# [What you should do]
Continue the passage on estimating Bayes factors for evidence accumulation models, picking up right after its last sentence.

# [Extracted text]
=====
Although computing the multi-dimensional integrals for Bayes factors is computationally intractable in many circumstances, alternative ways to estimate Bayes Factors have been developed. One such method is the Savage-Dickey ratio, which provides a Bayes factor to test a hypothesis about nested models, in the case where one model is defined as a particular point value of a parameter in another model (typically a zero value on an effect size parameter). The Bayes factor for the test of this hypothesis can be approximated by using the ratio of the posterior and prior density at the point value (Wagenmakers et al. 2010; Wetzels et al. 2010). The Savage-Dickey ratio appears, at face value, to be a plausible solution for obtaining Bayes Factors for evidence accumulation models. For example, to test whether drift rate differs between older and younger adults, one could estimate an effect size parameter for the difference in drift rate between groups. The Savage-Dickey ratio could be calculated on the effect size parameter, against a value of zero. Although this seems promising, the Savage-Dickey ratio shares the inference through estimation based properties of the previously mentioned model selection methods, and in our experience has performed poorly for the LBA and diffusion models, due to practical problems still present within model parameter estimation techniques.

Bayes factors can also be calculated by directly estimating the integral over the prior distribution using Monte-Carlo integration. Monte-Carlo integration is just the process of integrating a function over a distribution by taking a large number of samples from the distribution, and averaging the function’s value over these samples. When applied to Bayes factors, Monte-Carlo integration involves drawing a large number of samples from the prior distribution over parameters, assessing the likelihood of the data under each of these sampled parameters, and then averaging over these likelihoods. This gives an estimate of the marginal probability of the data given the model. Taking a ratio of two of these marginal probabilities, for two different models, yields the Bayes factor for that model comparison.

Although this process is tenable for simple models, the process of Monte-Carlo integration over the prior can be computationally intractable for evidence accumulation models, using standard computing approaches. However, the recent development of general purpose graphical processing units (GP-GPUs) offers the potential for a huge increase in speed. GPUs are ideal for problems with the “same instructions multiple data”, including Monte-Carlo integration, in which the same function (likelihood) must be applied to a large number of different inputs (parameter samples from the prior). This works particularly well for the LBA model, as it has a simple, closed-form likelihood expression which is easy to implement in GPU-compatible code, and which takes a mostly predictable amount of time to compute.
=====
# [Rows]
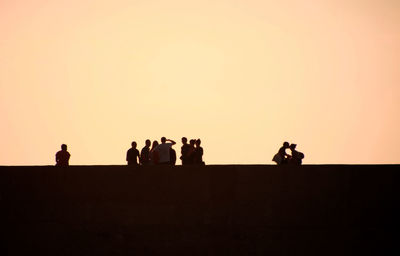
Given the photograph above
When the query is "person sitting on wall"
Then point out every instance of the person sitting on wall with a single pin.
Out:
(282, 157)
(62, 156)
(296, 157)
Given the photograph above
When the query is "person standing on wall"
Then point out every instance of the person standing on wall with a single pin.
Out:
(132, 155)
(164, 150)
(62, 156)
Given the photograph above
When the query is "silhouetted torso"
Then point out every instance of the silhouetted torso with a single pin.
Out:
(282, 153)
(62, 158)
(198, 156)
(132, 155)
(145, 155)
(296, 157)
(185, 150)
(164, 152)
(172, 156)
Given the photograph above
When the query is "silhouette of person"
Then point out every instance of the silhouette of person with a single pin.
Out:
(164, 151)
(296, 157)
(153, 153)
(145, 153)
(172, 156)
(190, 158)
(62, 156)
(281, 156)
(132, 155)
(198, 153)
(185, 151)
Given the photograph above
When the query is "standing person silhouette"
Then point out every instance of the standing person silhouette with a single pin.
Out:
(198, 153)
(185, 151)
(62, 156)
(132, 155)
(153, 153)
(190, 158)
(145, 153)
(164, 151)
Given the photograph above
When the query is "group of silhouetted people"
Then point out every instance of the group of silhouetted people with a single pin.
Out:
(191, 154)
(164, 154)
(282, 157)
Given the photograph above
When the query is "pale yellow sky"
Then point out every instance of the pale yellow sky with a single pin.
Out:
(243, 76)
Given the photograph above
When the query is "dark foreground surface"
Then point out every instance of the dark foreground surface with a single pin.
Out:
(212, 210)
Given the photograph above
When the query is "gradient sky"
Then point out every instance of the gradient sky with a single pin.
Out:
(242, 75)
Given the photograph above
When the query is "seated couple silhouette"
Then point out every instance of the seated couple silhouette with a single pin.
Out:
(284, 158)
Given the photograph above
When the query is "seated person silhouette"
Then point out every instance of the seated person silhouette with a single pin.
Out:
(145, 153)
(296, 157)
(62, 156)
(132, 155)
(164, 151)
(282, 157)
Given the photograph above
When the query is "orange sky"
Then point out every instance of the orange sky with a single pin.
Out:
(241, 75)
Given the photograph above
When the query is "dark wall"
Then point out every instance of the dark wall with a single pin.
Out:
(212, 210)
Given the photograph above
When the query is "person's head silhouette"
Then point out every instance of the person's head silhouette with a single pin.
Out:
(184, 140)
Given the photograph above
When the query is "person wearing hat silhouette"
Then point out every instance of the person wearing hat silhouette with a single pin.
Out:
(296, 157)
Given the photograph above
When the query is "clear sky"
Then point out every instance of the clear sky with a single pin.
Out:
(242, 75)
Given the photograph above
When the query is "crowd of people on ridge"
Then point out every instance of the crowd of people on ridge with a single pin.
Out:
(191, 154)
(284, 158)
(164, 154)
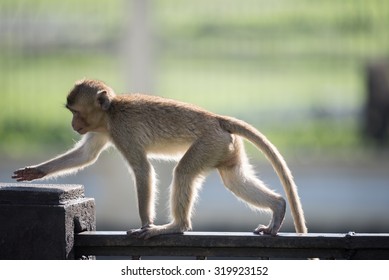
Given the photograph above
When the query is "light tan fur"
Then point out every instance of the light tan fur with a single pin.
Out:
(141, 126)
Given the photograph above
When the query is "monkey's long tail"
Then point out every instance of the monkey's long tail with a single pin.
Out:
(242, 128)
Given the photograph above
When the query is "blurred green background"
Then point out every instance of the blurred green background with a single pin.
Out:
(295, 69)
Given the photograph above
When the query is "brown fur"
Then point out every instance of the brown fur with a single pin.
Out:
(141, 126)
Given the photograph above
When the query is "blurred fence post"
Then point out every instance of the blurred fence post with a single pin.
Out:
(377, 106)
(40, 221)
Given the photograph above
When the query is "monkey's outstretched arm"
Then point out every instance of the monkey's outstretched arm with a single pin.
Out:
(84, 153)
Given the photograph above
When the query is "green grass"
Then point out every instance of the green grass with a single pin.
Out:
(244, 58)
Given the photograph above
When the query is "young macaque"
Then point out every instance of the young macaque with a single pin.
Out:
(142, 126)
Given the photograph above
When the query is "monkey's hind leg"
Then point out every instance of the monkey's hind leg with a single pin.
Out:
(201, 157)
(240, 179)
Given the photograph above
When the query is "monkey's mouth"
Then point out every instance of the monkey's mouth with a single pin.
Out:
(80, 131)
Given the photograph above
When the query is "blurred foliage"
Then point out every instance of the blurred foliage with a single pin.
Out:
(295, 69)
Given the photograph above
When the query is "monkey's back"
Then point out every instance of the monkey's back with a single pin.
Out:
(153, 120)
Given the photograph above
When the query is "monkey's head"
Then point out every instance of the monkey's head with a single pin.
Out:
(89, 100)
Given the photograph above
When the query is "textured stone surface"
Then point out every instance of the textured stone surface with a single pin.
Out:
(39, 221)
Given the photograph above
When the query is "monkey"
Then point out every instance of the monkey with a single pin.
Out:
(143, 126)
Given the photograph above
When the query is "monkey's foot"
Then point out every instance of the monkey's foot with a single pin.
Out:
(152, 230)
(261, 229)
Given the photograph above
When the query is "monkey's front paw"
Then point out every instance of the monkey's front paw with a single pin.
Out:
(28, 174)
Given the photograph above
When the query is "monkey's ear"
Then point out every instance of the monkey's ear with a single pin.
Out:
(103, 99)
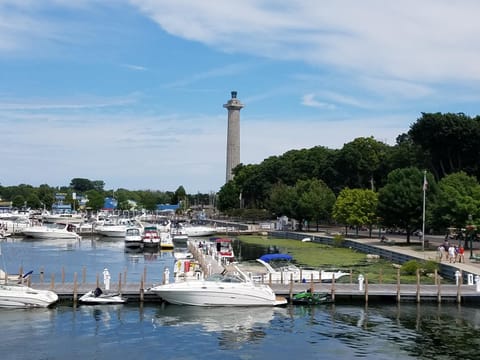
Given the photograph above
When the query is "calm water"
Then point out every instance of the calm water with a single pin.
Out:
(408, 331)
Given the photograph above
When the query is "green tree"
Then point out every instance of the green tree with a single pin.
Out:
(400, 201)
(98, 185)
(314, 202)
(33, 201)
(18, 201)
(81, 185)
(356, 207)
(228, 197)
(458, 200)
(282, 200)
(450, 141)
(179, 196)
(359, 163)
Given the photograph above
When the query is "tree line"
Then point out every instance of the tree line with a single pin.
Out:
(366, 182)
(44, 196)
(369, 182)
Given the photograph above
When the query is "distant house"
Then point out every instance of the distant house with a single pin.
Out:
(110, 203)
(167, 208)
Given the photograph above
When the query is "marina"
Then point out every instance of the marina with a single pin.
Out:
(353, 325)
(136, 287)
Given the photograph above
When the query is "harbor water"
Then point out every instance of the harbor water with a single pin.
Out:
(163, 331)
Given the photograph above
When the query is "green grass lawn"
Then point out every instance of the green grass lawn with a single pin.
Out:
(309, 254)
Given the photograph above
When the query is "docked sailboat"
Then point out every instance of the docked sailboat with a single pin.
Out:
(279, 269)
(97, 296)
(52, 231)
(133, 237)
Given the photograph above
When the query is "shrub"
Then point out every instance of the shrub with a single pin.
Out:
(410, 267)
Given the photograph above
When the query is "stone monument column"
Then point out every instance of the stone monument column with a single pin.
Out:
(233, 134)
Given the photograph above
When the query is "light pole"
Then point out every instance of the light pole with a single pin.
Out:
(469, 233)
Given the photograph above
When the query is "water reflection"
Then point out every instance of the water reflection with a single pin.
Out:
(233, 325)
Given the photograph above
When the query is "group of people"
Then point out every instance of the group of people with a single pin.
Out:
(453, 253)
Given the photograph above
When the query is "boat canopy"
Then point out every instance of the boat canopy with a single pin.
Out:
(218, 240)
(270, 257)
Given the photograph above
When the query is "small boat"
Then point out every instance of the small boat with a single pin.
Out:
(311, 298)
(97, 296)
(54, 231)
(180, 239)
(150, 237)
(133, 237)
(194, 230)
(114, 227)
(22, 296)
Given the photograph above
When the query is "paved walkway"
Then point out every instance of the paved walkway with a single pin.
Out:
(415, 250)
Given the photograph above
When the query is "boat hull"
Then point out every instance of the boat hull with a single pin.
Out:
(90, 298)
(200, 293)
(20, 296)
(40, 233)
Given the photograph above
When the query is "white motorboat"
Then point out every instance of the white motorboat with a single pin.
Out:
(114, 228)
(71, 218)
(241, 322)
(219, 290)
(194, 230)
(133, 237)
(180, 239)
(52, 231)
(279, 269)
(97, 296)
(22, 296)
(187, 269)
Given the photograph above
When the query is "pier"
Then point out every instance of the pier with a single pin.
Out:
(465, 290)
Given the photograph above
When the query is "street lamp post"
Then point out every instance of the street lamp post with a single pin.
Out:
(469, 233)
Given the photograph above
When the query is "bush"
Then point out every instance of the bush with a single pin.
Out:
(430, 266)
(410, 267)
(338, 240)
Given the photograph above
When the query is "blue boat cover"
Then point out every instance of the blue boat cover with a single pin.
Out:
(270, 257)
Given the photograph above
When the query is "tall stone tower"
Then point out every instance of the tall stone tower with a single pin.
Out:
(233, 134)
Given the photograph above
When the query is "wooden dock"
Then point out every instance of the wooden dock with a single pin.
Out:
(462, 293)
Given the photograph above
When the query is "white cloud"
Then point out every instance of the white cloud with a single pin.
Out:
(433, 40)
(310, 100)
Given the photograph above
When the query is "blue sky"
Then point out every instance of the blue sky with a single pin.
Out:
(131, 91)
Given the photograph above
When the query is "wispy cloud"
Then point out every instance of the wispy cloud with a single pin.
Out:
(79, 102)
(135, 67)
(310, 100)
(403, 40)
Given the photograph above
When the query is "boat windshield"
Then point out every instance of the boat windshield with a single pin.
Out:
(225, 278)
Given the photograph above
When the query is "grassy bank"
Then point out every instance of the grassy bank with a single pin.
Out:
(309, 254)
=====
# [Answer to this exercise]
The increase in processing speed offered by GPUs makes obtaining Bayes factors for the LBA via Monte-Carlo integration feasible. We implemented the LBA density function and associated code using NVIDIA’s proprietary extension to the C-language, called CUDA. In addition, we provide R code to perform the entire Monte-Carlo integration process, which can be used to estimate marginal probabilities for any standard LBA model, for any number of conditions of a two-accumulator (i.e., two-choice) experiment, with minimal changes required by the user. Although greater efficiency is possible by moving more of the algorithm from the CPU to the GPU (e.g. sampling parameters from the prior distribution), we have chosen to leave everything except the likelihood function within R, computed on the CPU. This choice makes the software more flexible, allowing users to modify the model structure easily. Our code is available for free download from https://osf.io/7cbh7/#. This code requires a computer with a CUDA-compatible GPU, a C compiler, and the NVIDA CUDA compiler, NVCC.

In the three sections that follow, we firstly explore simulated examples for the analysis of individual subjects. This is important to investigate the stability of the Monte-Carlo approximation method for the marginal probability. Next, we will explore the hierarchical analysis method in simulated data, again investigating the stability of the estimated marginal probability, as well as investigating how inferences drawn from finite samples of data are likely to compare with the data-generating model. We finish by providing a description of the code and its components, which explains how to use the code for both individual subjects and for a hierarchical analysis.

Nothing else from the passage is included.